## EXERCISE DETAILS
Could you transcribe the material below exactly, without leaving out a single line?

-------- ROWS

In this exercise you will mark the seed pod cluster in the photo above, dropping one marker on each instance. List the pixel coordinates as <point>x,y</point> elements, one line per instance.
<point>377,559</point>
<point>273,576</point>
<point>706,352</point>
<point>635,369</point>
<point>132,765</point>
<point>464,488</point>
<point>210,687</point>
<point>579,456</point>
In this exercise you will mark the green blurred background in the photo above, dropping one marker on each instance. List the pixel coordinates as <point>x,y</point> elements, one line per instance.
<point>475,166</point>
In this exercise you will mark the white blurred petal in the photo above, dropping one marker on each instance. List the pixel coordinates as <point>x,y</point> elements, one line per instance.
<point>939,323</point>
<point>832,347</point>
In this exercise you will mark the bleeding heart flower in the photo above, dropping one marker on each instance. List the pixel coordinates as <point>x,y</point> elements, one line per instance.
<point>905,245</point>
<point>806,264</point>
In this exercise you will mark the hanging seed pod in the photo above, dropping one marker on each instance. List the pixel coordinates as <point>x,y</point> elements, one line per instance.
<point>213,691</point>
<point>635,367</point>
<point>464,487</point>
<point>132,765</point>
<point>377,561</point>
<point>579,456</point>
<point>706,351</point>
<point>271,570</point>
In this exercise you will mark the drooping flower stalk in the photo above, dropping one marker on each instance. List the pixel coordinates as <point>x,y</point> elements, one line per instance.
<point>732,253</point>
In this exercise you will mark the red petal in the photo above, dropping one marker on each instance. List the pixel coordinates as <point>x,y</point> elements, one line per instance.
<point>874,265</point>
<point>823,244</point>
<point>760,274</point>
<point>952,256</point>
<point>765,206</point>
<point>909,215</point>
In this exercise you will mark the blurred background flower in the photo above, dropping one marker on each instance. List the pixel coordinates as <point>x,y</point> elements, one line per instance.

----------------

## SOLUTION FOR THIS TASK
In this exercise you will mark the seed pod cluster in the photo above, dropping one marker on each instance. List the pixel coordinates as <point>x,y</point> elements, one line per instance.
<point>377,559</point>
<point>273,576</point>
<point>706,352</point>
<point>635,369</point>
<point>132,765</point>
<point>464,488</point>
<point>210,687</point>
<point>579,456</point>
In this exercise you will mark the green blurred background in the photo above, dropping one marker on each instance. List the pixel coordinates as <point>x,y</point> elements, one line per instance.
<point>475,166</point>
In this exercise you will mark the white blurred petal in the photo above, dropping one marker on each instance. List the pixel coordinates as <point>x,y</point> elements, one line per instance.
<point>939,323</point>
<point>832,347</point>
In this exercise you will mark the bleeding heart flower in the photo above, dropping one marker on each instance. List the pixel coordinates as <point>x,y</point> elements, one line per instance.
<point>905,245</point>
<point>806,264</point>
In this exercise you will mark the hanging seed pod in the photo above, dropping one marker on each instance. List the pixel coordinates as <point>x,y</point> elements, one line per instance.
<point>213,691</point>
<point>635,367</point>
<point>464,487</point>
<point>132,765</point>
<point>377,561</point>
<point>579,456</point>
<point>706,351</point>
<point>271,570</point>
In this exercise you will mark the drooping flower stalk in the photo above, dropping one marker on each instance. List the pixel coordinates as <point>x,y</point> elements, one line per instance.
<point>732,253</point>
In this exercise you will mark the red petal in the photo above, dropping one marker on each instance. List the pixel coordinates as <point>x,y</point> elements, one line per instance.
<point>874,265</point>
<point>823,244</point>
<point>760,274</point>
<point>952,256</point>
<point>765,206</point>
<point>909,215</point>
In this exercise you will mark the blurred background flower in the photo above, dropping one marker on each instance. List the pixel coordinates as <point>x,y</point> elements, one line per instance.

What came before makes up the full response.